* [Work instructions]:
Retype every one of the lines below exactly as they appear, and leave the pictures out of your copy.

* [Material]:
•••••
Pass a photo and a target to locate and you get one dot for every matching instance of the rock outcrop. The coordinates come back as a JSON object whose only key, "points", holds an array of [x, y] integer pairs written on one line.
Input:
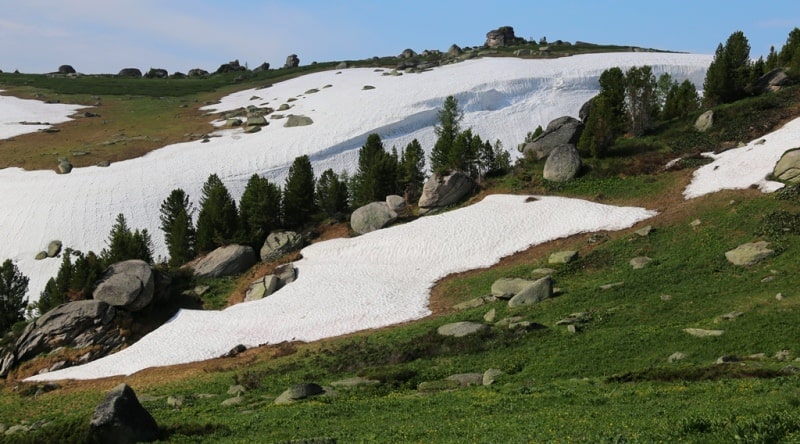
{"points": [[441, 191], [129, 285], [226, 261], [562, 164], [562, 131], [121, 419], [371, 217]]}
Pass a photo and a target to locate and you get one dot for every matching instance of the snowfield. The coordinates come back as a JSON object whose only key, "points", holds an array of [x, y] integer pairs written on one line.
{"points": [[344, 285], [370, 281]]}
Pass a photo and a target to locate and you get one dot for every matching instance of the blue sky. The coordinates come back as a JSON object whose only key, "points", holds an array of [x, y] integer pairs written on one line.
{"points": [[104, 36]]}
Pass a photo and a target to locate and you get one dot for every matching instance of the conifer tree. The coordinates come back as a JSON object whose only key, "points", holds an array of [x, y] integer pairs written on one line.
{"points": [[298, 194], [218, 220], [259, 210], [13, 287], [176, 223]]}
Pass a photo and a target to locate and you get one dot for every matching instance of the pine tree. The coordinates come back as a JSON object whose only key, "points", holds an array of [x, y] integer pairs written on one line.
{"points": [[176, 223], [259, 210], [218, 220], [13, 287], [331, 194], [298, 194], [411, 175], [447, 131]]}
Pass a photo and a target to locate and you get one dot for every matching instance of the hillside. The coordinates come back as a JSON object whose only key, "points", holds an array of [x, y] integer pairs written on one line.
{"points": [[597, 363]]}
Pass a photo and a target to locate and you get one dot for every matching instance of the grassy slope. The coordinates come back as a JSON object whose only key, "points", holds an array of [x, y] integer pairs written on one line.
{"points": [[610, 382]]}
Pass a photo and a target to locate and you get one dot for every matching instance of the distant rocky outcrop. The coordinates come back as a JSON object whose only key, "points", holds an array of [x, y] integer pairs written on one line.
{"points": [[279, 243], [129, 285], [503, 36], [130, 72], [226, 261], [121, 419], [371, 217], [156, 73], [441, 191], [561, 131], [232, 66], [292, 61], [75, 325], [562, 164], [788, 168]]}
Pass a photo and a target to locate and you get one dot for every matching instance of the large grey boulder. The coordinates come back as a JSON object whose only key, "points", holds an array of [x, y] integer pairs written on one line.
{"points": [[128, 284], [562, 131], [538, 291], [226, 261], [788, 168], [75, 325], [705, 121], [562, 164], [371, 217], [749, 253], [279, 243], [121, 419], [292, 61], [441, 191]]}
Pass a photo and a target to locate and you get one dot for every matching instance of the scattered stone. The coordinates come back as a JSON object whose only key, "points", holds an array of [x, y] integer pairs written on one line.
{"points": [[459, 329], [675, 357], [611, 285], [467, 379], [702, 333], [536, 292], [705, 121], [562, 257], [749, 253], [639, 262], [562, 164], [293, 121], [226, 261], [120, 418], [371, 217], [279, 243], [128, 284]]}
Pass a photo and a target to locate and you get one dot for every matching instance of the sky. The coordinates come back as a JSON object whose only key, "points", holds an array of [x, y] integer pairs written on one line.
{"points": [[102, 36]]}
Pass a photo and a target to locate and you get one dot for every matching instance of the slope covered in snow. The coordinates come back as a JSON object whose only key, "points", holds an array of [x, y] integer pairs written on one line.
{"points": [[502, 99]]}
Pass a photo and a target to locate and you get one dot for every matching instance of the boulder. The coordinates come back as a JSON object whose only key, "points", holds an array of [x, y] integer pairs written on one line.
•••••
* [Solution for this problem]:
Pass a photo and a target to locate and you get one dot for every matching instance of the rock outcrop. The coordinates come back as a JSON object whose only key, "points", holds an array of [x, y] integer pairs written on one line.
Input:
{"points": [[441, 191], [129, 285], [226, 261], [562, 164], [562, 131], [121, 419], [371, 217]]}
Pass a photo and a target to locate and you get one dot for every matching instance of the snowfield. The coordinates come back as a JSON object whose only key, "points", holds an array of [x, y] integer pairs written on one line.
{"points": [[344, 285], [370, 281]]}
Pass a photo and a target to locate and you get one dot for every matching instance of the blue sky. The coordinates come back as a JSON object whose only key, "points", holds an array of [x, y] integer pairs written on one line.
{"points": [[104, 36]]}
Pass a photo and a target to locate and you get one dot for every matching instance of the conifer tree. The coordinates come back as a JSON object whose only key, "points", holds an array of [x, y] integer pairs written on one line.
{"points": [[298, 194], [218, 220], [259, 210], [13, 287], [176, 223]]}
Pass a photo and a target to locate and you get one dot for every matching instance of the pine tree. The coordinates come back as a JSON object whose only key, "points", holds an array of [x, y] integer pairs written on one line.
{"points": [[176, 223], [259, 210], [218, 220], [13, 287], [331, 194], [298, 194], [411, 175], [447, 131]]}
Pass a photo and a target to locate and you get one dot for every matching instance of the hillside. The coordinates come back as a JSON object whose only key, "points", holds an array of [x, y] integer pairs written on one line.
{"points": [[597, 363]]}
Pass a photo and a target to locate and you get one dot for every matching instance of the grassy slope. The coordinates come back as a JSON object whose only key, "points", holds an array of [x, y] integer pairs written on one line.
{"points": [[610, 382]]}
Pass a photo and a target to locate and you get one dot for every matching instance of the distant rocky outcrop. The coordinates come back as a JSON object whose only key, "points", holds an array of [x, y] integer pairs written on one line.
{"points": [[279, 243], [129, 285], [503, 36], [130, 72], [226, 261], [121, 419], [371, 217], [156, 73], [441, 191], [561, 131], [232, 66], [292, 61], [75, 325], [562, 164], [788, 168]]}
Pass a photo and a target to locate and you get one dot for every matching instance of the large grey boulder. The coordinates come back as a JSON object whose only key, "points", holds an array of [x, y] integer pairs written on one line.
{"points": [[128, 284], [562, 131], [538, 291], [226, 261], [788, 168], [75, 325], [705, 121], [562, 164], [371, 217], [749, 253], [279, 243], [121, 419], [292, 61], [441, 191]]}
Pass a photo and a target to locate and you get one dot for every matching instance of the scattered stone. The coordinates come back as a JSON object whose only key, "points", holds an array of [x, y] integer pairs written on one line.
{"points": [[459, 329], [675, 357], [611, 285], [467, 379], [702, 333], [536, 292], [705, 121], [562, 257], [749, 253], [639, 262], [562, 164], [293, 121], [226, 261], [120, 418], [371, 217], [279, 243], [128, 284]]}
Pass a photo and a target to locate and you get one dot for every matching instance of the sky. The coordinates come back as a JSON object whose only key, "points", holds an array of [x, y] integer pairs written on one line.
{"points": [[102, 36]]}
Pass a photo and a target to locate and you get one dot for every matching instance of the slope covered in snow. The coordinates come back as a JSON object whose only key, "points", holds an array of [x, y] integer pairs written on one line.
{"points": [[502, 99]]}
Pass a photo and a target to locate and you get one dot for every matching instance of the boulder. The coordinates come back as a JSON object whose only key, "points", holds an array of [x, y] integer pairs written on one line.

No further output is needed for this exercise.